## Start GIVEN DATA

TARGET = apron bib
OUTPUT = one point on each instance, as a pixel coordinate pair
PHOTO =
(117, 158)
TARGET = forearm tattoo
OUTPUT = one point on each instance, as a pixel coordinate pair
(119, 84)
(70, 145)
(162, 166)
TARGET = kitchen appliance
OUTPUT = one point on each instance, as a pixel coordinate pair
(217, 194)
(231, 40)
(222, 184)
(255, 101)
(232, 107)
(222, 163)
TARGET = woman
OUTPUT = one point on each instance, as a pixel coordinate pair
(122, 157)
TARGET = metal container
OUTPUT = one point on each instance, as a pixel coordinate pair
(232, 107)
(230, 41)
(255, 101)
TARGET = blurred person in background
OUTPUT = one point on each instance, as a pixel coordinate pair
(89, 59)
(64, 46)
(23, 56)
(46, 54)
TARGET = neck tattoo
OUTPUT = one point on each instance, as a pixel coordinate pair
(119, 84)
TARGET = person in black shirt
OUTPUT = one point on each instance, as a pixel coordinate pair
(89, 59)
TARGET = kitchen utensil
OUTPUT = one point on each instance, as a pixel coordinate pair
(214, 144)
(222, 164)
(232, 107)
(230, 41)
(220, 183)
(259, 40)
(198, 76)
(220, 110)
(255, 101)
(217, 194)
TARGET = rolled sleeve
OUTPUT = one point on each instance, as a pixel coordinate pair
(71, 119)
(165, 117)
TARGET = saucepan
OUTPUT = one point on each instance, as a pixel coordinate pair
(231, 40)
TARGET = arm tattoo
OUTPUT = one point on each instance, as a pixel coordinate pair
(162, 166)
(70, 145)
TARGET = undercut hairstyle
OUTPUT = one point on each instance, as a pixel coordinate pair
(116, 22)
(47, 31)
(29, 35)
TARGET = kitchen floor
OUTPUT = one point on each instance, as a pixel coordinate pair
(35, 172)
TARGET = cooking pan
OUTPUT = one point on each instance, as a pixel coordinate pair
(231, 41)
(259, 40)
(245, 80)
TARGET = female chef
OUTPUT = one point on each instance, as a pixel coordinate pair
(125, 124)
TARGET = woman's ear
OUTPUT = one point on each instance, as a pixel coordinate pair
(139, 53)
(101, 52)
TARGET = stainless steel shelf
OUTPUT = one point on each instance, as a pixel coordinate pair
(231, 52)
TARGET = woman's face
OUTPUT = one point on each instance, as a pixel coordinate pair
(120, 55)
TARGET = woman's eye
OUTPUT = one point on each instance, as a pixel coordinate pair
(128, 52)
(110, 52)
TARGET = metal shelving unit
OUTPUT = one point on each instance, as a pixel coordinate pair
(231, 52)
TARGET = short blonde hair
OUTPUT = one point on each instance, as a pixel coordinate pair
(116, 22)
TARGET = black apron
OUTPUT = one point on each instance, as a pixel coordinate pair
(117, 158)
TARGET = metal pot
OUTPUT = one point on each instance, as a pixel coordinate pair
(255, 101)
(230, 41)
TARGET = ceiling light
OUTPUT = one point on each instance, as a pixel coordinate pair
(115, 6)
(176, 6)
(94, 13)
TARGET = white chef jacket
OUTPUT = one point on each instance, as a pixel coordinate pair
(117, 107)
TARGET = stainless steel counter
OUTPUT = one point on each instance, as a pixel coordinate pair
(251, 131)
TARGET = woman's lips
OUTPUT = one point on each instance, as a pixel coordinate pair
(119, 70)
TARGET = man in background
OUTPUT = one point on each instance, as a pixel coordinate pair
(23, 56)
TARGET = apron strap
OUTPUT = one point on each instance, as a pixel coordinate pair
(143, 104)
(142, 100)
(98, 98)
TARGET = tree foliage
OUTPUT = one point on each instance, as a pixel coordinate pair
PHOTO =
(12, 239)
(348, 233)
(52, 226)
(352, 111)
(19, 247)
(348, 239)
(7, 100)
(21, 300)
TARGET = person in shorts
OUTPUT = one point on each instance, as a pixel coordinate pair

## End GIVEN DATA

EXERCISE OBJECTIVE: Retype the records that precede this task, keeping them exactly the same.

CORRECT OUTPUT:
TARGET = apron bib
OUTPUT = one point on each instance, as a pixel coordinate pair
PHOTO =
(117, 158)
TARGET = forearm tattoo
OUTPUT = one point on each instance, as a pixel coordinate pair
(119, 84)
(70, 145)
(162, 166)
TARGET = kitchen appliance
OUTPUT = one point on each instance, as a pixel coordinate pair
(217, 194)
(231, 40)
(222, 184)
(255, 101)
(232, 107)
(222, 163)
TARGET = woman
OUTPUT = one point on each instance, as a pixel coordinate pair
(122, 157)
TARGET = metal container
OUTPUT = one point on each instance, as a pixel coordinate pair
(232, 107)
(230, 41)
(255, 101)
TARGET = blurred person in background
OUTPUT = one point on each instance, as a pixel coordinate pair
(89, 59)
(64, 46)
(23, 56)
(46, 54)
TARGET = neck tattoo
OUTPUT = one point on each instance, as a pixel coordinate pair
(119, 84)
TARGET = person in black shirt
OUTPUT = one point on each instance, as a pixel coordinate pair
(89, 59)
TARGET = kitchen utensil
OUTPUT = one point on each instance, as a pixel coordinate pair
(214, 144)
(222, 164)
(232, 107)
(230, 41)
(220, 183)
(259, 40)
(198, 76)
(220, 110)
(255, 101)
(217, 194)
TARGET = rolled sleeve
OUTPUT = one point on each instance, as a pixel coordinate pair
(71, 119)
(165, 117)
TARGET = saucepan
OUTPUT = one point on each instance, as a pixel coordinate pair
(231, 40)
TARGET = arm tattoo
OUTPUT = one point on each instance, as a pixel coordinate pair
(162, 166)
(70, 145)
TARGET = undercut hairstyle
OUTPUT = one point on each instance, as a pixel coordinate pair
(116, 22)
(47, 31)
(29, 35)
TARGET = kitchen floor
OUTPUT = one point on each instance, as a pixel coordinate pair
(35, 172)
TARGET = cooking pan
OUTPUT = one point on each instance, as a pixel coordinate pair
(231, 41)
(259, 40)
(245, 80)
TARGET = female chef
OUTPUT = one point on each instance, as a pixel coordinate pair
(125, 124)
TARGET = woman's ear
OUTPUT = one point on each instance, as a pixel coordinate pair
(139, 53)
(101, 52)
TARGET = stainless steel shelf
OUTPUT = one point on each instance, as a pixel coordinate pair
(231, 52)
TARGET = woman's face
OUTPUT = one point on each instance, as a pixel coordinate pair
(120, 55)
TARGET = woman's eye
OUTPUT = one point on each instance, as a pixel coordinate pair
(128, 52)
(110, 52)
TARGET = metal shelving unit
OUTPUT = one point on each instance, as a pixel coordinate pair
(231, 52)
TARGET = short blonde hair
OUTPUT = one point on each instance, as a pixel coordinate pair
(116, 22)
TARGET = black apron
OUTPUT = one point on each instance, as a pixel coordinate pair
(117, 158)
TARGET = metal pot
OUTPUT = one point on each instance, as a pixel coordinate pair
(255, 101)
(230, 41)
TARGET = ceiling light
OUTPUT = one point on each instance, as a pixel coordinate pair
(115, 6)
(176, 6)
(94, 13)
TARGET = white chef jacket
OUTPUT = one point on each instance, as a pixel coordinate pair
(117, 107)
TARGET = stainless steel counter
OUTPUT = one point on each instance, as a pixel coordinate pair
(251, 131)
TARGET = woman's lips
OUTPUT = one point on each instance, as a pixel coordinate pair
(119, 70)
TARGET = man in background
OUTPUT = one point on each instance, as a pixel coordinate pair
(23, 56)
TARGET = apron strap
OUTPUT = one point on each instance, as a pixel coordinate pair
(143, 104)
(142, 100)
(98, 98)
TARGET = tree foliage
OUTPUT = one point on each instance, as a pixel coordinate pair
PHOTO =
(12, 239)
(348, 233)
(52, 226)
(352, 111)
(19, 247)
(348, 239)
(7, 100)
(21, 300)
TARGET = person in shorts
OUTPUT = one point on each instance, as a pixel coordinate pair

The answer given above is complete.